#### Task requirements
Reproduce the entire listing below exactly, leaving out the pictures.

#### Material
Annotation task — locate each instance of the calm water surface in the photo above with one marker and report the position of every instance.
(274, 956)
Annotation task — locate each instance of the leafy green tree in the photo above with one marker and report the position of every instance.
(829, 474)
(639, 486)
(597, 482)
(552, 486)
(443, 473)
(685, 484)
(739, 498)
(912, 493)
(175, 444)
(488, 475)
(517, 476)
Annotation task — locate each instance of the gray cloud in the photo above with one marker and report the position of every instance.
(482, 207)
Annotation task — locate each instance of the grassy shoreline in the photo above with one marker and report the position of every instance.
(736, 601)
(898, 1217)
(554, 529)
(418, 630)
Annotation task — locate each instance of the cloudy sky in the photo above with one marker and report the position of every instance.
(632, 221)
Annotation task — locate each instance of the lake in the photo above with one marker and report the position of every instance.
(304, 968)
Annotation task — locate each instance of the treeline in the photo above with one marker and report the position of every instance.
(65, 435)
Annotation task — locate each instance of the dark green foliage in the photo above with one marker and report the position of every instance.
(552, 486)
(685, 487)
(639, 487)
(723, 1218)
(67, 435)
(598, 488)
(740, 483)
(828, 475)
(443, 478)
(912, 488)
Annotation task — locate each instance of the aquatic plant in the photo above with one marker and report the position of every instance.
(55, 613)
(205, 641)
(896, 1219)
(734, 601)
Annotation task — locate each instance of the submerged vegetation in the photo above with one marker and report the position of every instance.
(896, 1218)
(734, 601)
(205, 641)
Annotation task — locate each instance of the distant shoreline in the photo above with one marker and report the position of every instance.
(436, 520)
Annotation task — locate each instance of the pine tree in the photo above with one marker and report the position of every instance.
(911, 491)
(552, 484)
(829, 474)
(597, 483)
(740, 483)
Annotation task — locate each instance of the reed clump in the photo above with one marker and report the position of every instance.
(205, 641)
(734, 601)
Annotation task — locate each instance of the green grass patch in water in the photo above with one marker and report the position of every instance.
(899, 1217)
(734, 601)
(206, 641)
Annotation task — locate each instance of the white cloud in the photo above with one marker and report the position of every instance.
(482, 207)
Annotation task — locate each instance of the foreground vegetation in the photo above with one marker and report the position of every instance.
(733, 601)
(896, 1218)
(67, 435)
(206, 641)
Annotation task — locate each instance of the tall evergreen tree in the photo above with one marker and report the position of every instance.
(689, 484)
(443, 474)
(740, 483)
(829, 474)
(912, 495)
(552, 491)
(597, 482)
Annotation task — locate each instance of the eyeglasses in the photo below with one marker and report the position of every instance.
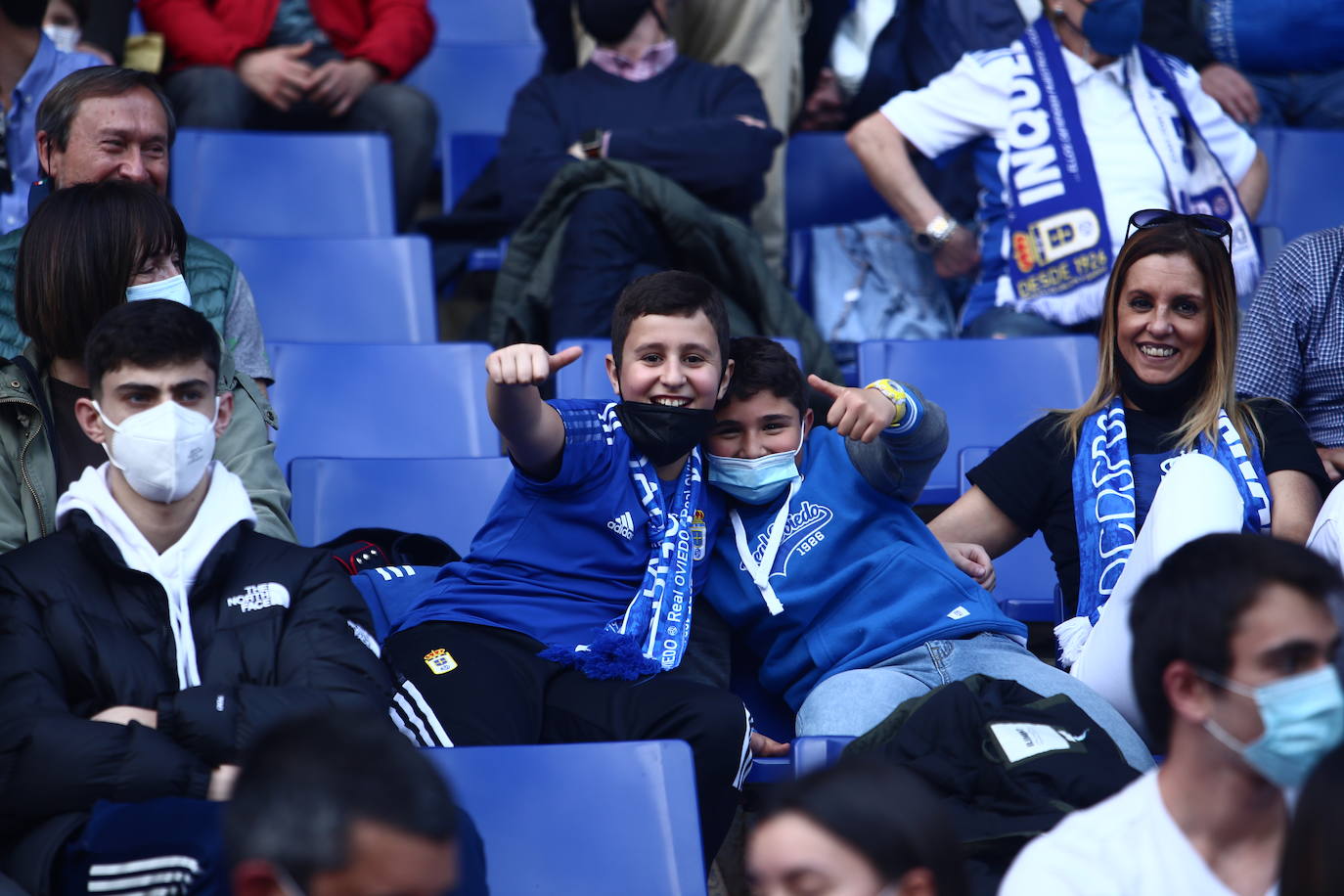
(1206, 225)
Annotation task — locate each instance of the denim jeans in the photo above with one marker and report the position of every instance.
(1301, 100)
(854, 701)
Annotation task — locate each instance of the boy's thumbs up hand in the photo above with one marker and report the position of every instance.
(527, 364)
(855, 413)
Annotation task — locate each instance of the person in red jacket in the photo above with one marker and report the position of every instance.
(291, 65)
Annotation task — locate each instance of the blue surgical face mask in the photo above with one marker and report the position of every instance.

#### Completed task
Annotation task — locate each instance of the calm water surface in the photo above with one marker and report the position of every instance.
(274, 956)
Annotation task — locate each instance of the leafy green tree in the photo above with one marker and report the position of every instance.
(829, 474)
(639, 486)
(597, 482)
(552, 486)
(443, 473)
(685, 484)
(739, 498)
(912, 493)
(175, 444)
(488, 475)
(517, 476)
Annotation task — locate each instance of the gray cloud in the photo above with one marker and report the position of every instance.
(482, 207)
Annotation task — locate each instance of the grassy shoreline in the photo above with one marker and report the position of every instance.
(736, 601)
(898, 1217)
(554, 529)
(418, 630)
Annotation task — locate each instance of the cloudy sky in the photo above with one marker and report the position of every instance.
(632, 221)
Annotation task — locate each instance of the lake in the photo above with one marker and report the position of every instance.
(304, 968)
Annotation task — locate each instance of the treeline in the photo above with one marker and report the position of every instance.
(65, 435)
Annotation task — locate each instance of the dark green foliage in the photo above with one marker and report the position of every instance.
(552, 486)
(685, 487)
(639, 487)
(723, 1218)
(67, 435)
(598, 488)
(740, 483)
(828, 475)
(443, 478)
(912, 488)
Annotation task — locate each instance of the aquatic plant in the photo above with one marker and report the position of every instance.
(55, 613)
(205, 641)
(896, 1219)
(734, 601)
Annotation task — locate each instance of the submerged vegetation in the photo above with one marker and report the position of every instance.
(896, 1218)
(734, 601)
(205, 641)
Annotation task — locate each instance of the distant shoreline in the photo above with one marker and report the position of every instance.
(436, 520)
Annotation task — locate each instance of the pine tree in the photo above with one marker and report the position of every instance.
(911, 491)
(552, 484)
(829, 474)
(597, 483)
(740, 483)
Annotation task — locate each instance of the reed clump in the photo above with one marker and report the position of every instance.
(205, 641)
(734, 601)
Annotation task — locate each instance of the green grass patch in water in the photo above with one marker and report the position of every instance.
(899, 1217)
(734, 601)
(206, 641)
Annotation task — locate each instance of the white cloud in the photo above with one marker and report the position of every instance.
(482, 207)
Annotation task — locate each instance of the foreground vegetation in the photo above with one marker and report the position of every instance.
(733, 601)
(896, 1218)
(67, 435)
(206, 641)
Annotation task — locate each instance of the tall evergreen tree in the photo above with one marker and report the position of every instance.
(689, 484)
(443, 474)
(740, 483)
(829, 474)
(912, 495)
(552, 491)
(597, 482)
Annotation task — locate each instance of the eyeglasses in the photo below with one marker and report the position of every instance.
(1206, 225)
Annotation task — locate each instance of the denim jeans in the photo above with one marker and report the position of every instance.
(1301, 100)
(854, 701)
Annotation task — locate each instance of the boy's thumbs up hand in the photo above with one marker and report the position of every instance.
(527, 364)
(855, 413)
Annotation task — locate each instance of the person in red jacket in the photo above with one marker and report the position of every instance.
(291, 65)
Annotation task — locate each instance of the blue surgical face mask in the photo above with one marker and report the position of every instance.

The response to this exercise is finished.